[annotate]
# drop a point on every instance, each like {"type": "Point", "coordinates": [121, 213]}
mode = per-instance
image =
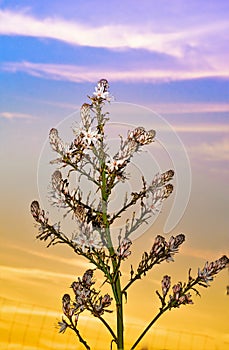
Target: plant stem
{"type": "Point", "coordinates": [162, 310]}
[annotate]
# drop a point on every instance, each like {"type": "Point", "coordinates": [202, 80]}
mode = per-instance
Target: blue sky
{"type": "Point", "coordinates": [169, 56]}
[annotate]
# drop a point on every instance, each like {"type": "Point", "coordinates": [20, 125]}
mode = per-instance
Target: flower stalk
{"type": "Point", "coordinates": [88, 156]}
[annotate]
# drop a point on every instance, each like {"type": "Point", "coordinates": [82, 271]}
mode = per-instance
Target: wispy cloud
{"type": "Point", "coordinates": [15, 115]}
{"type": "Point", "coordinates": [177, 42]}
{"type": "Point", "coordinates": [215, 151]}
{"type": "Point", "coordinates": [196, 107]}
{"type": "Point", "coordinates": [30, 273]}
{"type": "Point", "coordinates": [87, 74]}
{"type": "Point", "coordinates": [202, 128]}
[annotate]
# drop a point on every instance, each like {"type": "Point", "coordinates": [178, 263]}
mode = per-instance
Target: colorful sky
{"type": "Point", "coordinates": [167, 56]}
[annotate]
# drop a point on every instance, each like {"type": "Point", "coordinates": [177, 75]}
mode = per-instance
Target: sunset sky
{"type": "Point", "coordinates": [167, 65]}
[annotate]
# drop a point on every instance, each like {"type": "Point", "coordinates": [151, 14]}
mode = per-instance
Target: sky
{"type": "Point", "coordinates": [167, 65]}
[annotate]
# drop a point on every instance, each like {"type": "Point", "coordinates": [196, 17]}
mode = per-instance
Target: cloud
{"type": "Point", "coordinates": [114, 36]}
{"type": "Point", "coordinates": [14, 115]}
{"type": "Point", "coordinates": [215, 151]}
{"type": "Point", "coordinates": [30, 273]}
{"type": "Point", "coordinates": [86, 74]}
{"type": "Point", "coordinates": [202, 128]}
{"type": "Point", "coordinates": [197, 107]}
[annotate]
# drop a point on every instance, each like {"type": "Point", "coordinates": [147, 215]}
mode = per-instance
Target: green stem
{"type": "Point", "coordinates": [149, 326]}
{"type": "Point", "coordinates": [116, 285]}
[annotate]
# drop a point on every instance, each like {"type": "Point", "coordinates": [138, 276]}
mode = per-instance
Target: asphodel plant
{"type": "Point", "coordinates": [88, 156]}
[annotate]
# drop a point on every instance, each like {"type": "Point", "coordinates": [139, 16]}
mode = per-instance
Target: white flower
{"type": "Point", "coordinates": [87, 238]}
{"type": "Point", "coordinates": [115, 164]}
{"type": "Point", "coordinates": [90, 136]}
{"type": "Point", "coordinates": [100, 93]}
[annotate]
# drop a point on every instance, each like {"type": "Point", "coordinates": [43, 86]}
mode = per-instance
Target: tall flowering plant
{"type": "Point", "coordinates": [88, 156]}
※ ※ ※
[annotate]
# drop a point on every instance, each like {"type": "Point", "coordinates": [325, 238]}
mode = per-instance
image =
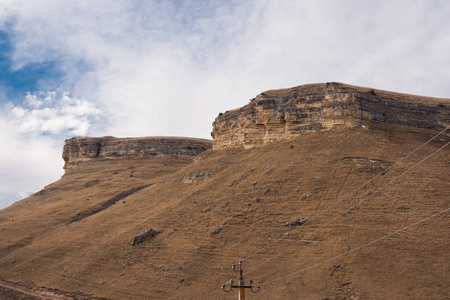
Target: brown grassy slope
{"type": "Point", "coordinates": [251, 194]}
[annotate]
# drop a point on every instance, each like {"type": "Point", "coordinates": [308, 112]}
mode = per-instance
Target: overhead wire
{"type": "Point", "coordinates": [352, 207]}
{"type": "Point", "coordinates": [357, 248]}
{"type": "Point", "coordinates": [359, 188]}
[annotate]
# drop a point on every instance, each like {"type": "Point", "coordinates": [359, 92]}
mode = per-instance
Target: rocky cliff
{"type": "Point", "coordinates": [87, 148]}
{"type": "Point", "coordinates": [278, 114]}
※ ※ ※
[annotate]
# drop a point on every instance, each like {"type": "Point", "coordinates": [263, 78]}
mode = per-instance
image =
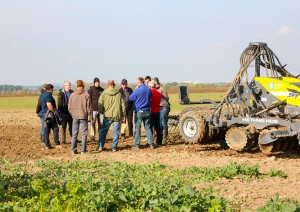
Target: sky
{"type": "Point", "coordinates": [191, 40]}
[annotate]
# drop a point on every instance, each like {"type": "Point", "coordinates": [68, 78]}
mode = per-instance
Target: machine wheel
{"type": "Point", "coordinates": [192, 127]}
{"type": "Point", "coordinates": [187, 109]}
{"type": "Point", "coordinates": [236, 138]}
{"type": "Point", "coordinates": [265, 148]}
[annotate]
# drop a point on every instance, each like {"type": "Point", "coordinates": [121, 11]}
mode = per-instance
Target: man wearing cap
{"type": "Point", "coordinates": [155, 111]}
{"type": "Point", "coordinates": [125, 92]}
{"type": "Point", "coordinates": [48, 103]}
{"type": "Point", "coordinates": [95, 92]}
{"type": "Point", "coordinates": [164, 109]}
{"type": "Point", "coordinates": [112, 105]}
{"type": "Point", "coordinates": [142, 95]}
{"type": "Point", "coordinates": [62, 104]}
※ ※ ※
> [Work to be completed]
Copy every line of the records above that contains the string "stem", treating case as significant.

> [Final answer]
Target: plant stem
Target: green stem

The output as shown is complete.